§ DIRECTIONS FOR THIS TASK:
Copy the records again, beginning at the line that contains "of the grass" and stopping after the line that contains "point(93, 865)", and subtract 53 from every coordinate in the points.
* begin DATASET EXCERPTS *
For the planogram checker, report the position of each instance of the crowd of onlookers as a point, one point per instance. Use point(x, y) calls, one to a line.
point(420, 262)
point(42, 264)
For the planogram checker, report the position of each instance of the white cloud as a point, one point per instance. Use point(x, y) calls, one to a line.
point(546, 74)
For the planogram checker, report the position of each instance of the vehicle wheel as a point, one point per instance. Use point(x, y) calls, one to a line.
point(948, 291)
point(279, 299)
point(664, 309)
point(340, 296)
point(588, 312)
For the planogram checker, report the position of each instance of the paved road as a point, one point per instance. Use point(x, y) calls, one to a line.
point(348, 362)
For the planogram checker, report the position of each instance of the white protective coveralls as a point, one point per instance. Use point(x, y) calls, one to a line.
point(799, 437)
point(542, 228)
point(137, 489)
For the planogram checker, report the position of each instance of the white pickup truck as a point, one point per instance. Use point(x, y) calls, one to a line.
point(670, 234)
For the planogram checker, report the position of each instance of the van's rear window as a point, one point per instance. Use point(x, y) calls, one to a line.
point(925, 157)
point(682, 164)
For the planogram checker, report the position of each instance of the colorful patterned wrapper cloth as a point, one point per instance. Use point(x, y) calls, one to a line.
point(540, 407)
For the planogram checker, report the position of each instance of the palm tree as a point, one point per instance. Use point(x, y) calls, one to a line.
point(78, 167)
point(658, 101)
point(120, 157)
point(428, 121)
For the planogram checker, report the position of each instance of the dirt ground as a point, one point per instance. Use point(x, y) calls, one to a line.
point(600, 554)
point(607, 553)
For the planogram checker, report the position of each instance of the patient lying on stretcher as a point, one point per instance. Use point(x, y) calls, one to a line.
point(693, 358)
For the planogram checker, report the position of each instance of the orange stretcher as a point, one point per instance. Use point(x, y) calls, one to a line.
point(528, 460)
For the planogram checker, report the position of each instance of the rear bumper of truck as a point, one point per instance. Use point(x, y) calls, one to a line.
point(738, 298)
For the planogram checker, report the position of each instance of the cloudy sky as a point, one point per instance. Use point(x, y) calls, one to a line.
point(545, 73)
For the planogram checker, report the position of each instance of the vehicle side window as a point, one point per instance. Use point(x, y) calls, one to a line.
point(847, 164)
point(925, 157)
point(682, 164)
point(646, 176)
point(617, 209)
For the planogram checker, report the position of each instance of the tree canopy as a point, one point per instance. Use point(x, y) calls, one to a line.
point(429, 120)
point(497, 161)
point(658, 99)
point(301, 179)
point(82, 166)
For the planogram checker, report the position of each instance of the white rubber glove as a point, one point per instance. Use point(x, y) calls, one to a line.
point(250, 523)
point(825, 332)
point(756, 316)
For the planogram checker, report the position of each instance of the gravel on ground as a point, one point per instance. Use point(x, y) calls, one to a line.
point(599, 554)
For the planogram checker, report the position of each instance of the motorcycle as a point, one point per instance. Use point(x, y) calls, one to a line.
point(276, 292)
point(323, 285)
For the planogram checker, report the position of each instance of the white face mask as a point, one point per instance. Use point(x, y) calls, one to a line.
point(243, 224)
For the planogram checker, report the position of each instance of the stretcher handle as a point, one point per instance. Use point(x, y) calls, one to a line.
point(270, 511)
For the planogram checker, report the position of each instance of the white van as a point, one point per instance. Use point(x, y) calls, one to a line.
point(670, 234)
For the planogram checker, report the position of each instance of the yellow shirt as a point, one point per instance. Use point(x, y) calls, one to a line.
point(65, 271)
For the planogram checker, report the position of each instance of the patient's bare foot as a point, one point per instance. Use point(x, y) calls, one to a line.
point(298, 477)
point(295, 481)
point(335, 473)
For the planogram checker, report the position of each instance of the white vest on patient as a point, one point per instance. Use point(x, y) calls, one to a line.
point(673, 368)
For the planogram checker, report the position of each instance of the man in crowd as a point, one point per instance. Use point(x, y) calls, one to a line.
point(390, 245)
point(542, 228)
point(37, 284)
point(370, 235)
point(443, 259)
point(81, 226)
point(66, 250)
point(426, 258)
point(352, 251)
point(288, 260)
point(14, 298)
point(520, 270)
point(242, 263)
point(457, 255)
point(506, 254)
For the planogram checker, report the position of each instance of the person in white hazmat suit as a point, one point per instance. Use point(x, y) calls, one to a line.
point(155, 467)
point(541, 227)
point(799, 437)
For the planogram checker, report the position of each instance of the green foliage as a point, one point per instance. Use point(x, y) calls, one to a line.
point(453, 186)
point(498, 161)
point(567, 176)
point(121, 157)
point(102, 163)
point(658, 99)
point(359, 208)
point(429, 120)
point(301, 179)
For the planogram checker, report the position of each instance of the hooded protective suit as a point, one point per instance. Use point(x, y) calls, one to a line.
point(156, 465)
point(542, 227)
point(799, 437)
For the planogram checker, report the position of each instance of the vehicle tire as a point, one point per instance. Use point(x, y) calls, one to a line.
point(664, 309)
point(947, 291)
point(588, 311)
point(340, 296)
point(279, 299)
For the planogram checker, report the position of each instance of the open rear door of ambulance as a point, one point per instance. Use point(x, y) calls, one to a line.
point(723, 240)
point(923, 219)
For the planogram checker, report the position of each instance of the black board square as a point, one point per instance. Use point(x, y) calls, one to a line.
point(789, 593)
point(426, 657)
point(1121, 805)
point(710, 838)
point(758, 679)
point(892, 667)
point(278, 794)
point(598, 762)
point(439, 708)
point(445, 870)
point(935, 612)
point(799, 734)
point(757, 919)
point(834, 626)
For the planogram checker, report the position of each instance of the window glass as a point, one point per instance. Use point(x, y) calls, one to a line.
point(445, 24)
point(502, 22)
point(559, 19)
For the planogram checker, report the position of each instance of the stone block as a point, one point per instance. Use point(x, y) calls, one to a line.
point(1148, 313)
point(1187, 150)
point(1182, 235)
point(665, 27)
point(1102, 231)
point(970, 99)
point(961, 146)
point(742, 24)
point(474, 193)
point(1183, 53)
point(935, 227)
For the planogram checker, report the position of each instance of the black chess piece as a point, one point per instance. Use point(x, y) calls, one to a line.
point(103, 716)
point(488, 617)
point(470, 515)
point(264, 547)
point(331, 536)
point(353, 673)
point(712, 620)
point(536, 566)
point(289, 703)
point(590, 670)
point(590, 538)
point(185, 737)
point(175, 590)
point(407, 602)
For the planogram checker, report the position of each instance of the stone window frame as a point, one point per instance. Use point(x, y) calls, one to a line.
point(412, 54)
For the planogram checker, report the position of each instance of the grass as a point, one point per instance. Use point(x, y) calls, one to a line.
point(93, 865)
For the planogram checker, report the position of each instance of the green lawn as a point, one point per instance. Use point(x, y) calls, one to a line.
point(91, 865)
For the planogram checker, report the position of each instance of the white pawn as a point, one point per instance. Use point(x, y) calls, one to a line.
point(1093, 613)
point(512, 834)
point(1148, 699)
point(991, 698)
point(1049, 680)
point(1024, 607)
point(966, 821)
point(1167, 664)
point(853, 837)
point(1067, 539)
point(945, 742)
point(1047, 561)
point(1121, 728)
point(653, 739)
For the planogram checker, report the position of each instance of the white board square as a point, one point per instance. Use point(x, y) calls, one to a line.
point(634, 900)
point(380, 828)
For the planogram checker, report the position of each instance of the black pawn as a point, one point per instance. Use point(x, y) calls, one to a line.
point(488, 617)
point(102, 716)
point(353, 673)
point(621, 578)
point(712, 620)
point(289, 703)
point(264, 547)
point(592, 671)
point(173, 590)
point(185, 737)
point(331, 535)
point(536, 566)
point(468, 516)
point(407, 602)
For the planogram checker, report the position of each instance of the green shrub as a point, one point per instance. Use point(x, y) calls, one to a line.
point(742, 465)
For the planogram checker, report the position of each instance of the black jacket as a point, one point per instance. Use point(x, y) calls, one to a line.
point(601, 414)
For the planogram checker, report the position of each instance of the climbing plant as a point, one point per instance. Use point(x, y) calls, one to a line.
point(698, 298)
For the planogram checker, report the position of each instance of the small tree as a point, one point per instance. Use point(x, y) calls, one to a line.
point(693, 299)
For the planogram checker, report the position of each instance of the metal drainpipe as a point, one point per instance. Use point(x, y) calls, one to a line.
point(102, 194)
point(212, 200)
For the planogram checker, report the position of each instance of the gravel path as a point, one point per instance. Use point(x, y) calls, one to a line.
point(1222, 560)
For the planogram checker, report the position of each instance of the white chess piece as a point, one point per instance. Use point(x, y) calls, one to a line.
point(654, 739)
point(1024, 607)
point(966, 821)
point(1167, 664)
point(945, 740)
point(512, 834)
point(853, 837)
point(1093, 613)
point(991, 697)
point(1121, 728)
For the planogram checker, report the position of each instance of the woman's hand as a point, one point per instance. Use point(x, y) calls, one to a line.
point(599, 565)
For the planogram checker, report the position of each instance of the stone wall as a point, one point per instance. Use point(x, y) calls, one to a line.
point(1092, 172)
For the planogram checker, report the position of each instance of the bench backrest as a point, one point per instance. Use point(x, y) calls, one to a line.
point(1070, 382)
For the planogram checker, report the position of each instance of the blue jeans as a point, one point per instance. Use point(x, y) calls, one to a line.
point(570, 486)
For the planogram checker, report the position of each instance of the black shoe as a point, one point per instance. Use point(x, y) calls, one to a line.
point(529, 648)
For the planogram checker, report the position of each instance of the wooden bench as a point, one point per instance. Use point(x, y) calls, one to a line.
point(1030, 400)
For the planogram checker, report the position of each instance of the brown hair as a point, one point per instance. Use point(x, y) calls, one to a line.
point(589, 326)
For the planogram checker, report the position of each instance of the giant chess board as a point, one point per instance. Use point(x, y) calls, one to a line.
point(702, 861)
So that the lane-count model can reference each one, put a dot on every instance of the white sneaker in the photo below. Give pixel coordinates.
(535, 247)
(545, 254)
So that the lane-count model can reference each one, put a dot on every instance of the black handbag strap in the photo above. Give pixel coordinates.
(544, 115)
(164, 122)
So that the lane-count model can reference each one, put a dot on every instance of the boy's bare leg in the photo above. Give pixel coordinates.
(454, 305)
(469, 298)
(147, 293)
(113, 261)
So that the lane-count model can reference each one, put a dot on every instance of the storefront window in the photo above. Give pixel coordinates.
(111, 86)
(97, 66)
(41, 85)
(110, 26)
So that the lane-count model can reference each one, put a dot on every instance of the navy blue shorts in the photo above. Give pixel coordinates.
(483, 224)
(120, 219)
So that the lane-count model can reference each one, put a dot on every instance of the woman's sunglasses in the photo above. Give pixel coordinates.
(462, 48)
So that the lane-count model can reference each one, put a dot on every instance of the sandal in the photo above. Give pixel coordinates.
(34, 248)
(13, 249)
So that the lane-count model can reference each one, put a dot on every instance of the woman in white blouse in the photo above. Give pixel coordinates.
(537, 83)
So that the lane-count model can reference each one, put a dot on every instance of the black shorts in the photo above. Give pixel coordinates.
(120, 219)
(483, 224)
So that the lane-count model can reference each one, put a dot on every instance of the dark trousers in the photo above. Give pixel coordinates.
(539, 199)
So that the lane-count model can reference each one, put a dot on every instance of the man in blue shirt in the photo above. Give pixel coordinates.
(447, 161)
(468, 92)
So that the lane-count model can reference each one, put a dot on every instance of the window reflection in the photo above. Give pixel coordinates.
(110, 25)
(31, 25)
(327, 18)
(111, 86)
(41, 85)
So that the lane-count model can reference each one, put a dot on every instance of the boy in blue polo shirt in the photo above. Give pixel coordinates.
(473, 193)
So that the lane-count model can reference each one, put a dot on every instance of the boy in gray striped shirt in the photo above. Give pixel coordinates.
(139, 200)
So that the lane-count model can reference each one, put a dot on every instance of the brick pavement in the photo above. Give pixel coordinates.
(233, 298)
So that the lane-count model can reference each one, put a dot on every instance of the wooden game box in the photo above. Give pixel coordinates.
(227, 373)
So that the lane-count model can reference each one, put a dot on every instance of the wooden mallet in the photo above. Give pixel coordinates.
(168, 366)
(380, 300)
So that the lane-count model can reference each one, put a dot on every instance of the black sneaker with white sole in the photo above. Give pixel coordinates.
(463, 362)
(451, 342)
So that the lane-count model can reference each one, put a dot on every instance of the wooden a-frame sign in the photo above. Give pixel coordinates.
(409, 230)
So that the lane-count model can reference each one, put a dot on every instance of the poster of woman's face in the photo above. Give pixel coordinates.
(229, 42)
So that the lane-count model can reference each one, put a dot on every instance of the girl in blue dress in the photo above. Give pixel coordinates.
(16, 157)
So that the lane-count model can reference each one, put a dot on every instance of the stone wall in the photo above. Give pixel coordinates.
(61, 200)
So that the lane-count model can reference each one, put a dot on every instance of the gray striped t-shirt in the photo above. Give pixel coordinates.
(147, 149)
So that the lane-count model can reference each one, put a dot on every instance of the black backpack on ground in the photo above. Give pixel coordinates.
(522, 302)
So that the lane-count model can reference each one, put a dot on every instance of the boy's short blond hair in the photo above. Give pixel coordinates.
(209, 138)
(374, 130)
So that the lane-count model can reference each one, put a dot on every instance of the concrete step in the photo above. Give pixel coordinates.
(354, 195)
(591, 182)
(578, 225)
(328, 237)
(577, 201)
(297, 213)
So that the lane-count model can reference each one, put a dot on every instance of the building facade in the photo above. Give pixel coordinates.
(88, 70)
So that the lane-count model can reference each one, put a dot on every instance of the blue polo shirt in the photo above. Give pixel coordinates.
* end DATASET EXCERPTS *
§ ANSWER BELOW:
For the planogram checker, report the position of each instance of the grass as a point, one point per instance. Use point(x, y) calls, one to a line.
point(40, 812)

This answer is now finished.